**PROBLEM TO SOLVE**
A word-for-word copy of the records below is required.

Saved data entries
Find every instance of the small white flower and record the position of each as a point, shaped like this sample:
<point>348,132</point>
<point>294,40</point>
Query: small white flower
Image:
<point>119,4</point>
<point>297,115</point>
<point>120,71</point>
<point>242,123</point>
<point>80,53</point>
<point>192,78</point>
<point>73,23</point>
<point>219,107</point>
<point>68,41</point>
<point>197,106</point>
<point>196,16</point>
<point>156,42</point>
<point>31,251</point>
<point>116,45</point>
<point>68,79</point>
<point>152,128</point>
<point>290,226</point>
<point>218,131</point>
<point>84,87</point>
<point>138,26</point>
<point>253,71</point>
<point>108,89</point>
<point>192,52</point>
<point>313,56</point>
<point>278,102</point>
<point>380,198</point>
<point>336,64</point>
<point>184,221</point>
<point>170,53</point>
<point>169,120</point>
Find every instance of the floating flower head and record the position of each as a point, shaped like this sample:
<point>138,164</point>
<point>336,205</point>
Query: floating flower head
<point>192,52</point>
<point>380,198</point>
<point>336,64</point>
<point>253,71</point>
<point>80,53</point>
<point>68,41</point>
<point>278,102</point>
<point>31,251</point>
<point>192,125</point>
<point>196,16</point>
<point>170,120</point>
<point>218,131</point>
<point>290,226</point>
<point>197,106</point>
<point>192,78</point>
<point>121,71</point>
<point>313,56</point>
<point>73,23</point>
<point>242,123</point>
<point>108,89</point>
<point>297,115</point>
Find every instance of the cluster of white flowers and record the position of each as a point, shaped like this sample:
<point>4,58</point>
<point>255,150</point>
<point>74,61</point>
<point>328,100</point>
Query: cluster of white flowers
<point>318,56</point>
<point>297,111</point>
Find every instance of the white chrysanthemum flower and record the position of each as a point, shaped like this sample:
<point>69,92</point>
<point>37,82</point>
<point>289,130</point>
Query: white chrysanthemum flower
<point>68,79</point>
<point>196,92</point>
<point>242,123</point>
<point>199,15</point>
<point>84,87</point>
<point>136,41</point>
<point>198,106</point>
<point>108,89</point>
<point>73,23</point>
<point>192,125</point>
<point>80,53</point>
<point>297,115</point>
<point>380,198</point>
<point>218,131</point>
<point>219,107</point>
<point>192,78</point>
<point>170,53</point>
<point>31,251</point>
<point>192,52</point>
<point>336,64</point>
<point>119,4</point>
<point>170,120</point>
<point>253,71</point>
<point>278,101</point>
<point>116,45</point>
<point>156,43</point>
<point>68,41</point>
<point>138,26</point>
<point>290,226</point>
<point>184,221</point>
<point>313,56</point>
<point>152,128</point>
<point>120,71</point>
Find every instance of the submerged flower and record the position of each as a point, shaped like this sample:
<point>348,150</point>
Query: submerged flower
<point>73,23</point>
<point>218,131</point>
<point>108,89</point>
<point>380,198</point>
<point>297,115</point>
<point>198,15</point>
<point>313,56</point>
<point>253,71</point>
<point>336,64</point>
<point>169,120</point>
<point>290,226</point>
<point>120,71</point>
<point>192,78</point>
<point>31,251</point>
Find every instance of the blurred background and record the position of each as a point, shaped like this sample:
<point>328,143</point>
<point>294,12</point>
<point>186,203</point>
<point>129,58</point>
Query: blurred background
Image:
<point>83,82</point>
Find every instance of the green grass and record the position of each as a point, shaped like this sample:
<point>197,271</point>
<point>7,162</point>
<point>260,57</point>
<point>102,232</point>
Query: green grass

**SOLUTION TO THIS EXERCISE**
Find every instance of the small white flower and record the position of each as a point, shaped like this sample:
<point>348,132</point>
<point>294,40</point>
Query: small white flower
Image:
<point>119,4</point>
<point>297,115</point>
<point>120,71</point>
<point>242,123</point>
<point>80,53</point>
<point>192,78</point>
<point>73,23</point>
<point>219,107</point>
<point>68,41</point>
<point>197,106</point>
<point>196,16</point>
<point>156,42</point>
<point>31,251</point>
<point>116,45</point>
<point>68,79</point>
<point>152,128</point>
<point>290,226</point>
<point>218,131</point>
<point>84,87</point>
<point>138,26</point>
<point>253,71</point>
<point>108,89</point>
<point>192,52</point>
<point>313,56</point>
<point>278,102</point>
<point>380,198</point>
<point>336,64</point>
<point>184,221</point>
<point>170,53</point>
<point>169,120</point>
Find every instance of the floating flower head and record the position of each as a point, shaped like this sample:
<point>138,164</point>
<point>336,205</point>
Query: floating flower head
<point>192,52</point>
<point>380,198</point>
<point>336,64</point>
<point>253,71</point>
<point>80,53</point>
<point>68,41</point>
<point>278,102</point>
<point>31,251</point>
<point>192,125</point>
<point>196,16</point>
<point>170,120</point>
<point>218,131</point>
<point>290,226</point>
<point>197,106</point>
<point>192,78</point>
<point>121,71</point>
<point>313,56</point>
<point>73,23</point>
<point>242,123</point>
<point>108,89</point>
<point>297,115</point>
Find every instance of the cluster of white flowers and record the position of each as a point, shaped like this sample:
<point>4,58</point>
<point>255,150</point>
<point>74,61</point>
<point>328,100</point>
Query: cluster of white flowers
<point>318,56</point>
<point>297,111</point>
Find every instance of the white chrysanthemum flower and record the position of each as a point, shaped like this sample:
<point>69,92</point>
<point>37,82</point>
<point>289,130</point>
Query: white chrysanthemum flower
<point>68,79</point>
<point>196,92</point>
<point>242,123</point>
<point>199,15</point>
<point>84,87</point>
<point>136,41</point>
<point>198,106</point>
<point>108,89</point>
<point>73,23</point>
<point>192,125</point>
<point>80,53</point>
<point>297,115</point>
<point>380,198</point>
<point>218,131</point>
<point>219,107</point>
<point>192,78</point>
<point>170,53</point>
<point>31,251</point>
<point>192,52</point>
<point>336,64</point>
<point>119,4</point>
<point>170,120</point>
<point>253,71</point>
<point>278,101</point>
<point>116,45</point>
<point>156,43</point>
<point>68,41</point>
<point>138,26</point>
<point>290,226</point>
<point>184,221</point>
<point>313,56</point>
<point>152,128</point>
<point>120,71</point>
Find every instance of the submerged flower and record the position of each as a point, shaped like this sample:
<point>348,150</point>
Query: submerged flower
<point>73,23</point>
<point>218,131</point>
<point>108,89</point>
<point>380,198</point>
<point>297,115</point>
<point>198,15</point>
<point>313,56</point>
<point>253,71</point>
<point>336,64</point>
<point>169,120</point>
<point>290,226</point>
<point>120,71</point>
<point>192,78</point>
<point>31,251</point>
Find every instance of the blurred background and record the position of each as a point, shaped like this sample:
<point>328,143</point>
<point>294,12</point>
<point>186,203</point>
<point>129,58</point>
Query: blurred background
Image:
<point>83,82</point>
Find every instance of the green grass and record the position of each as a point, shaped like this sample:
<point>197,271</point>
<point>7,162</point>
<point>260,57</point>
<point>102,232</point>
Query: green grass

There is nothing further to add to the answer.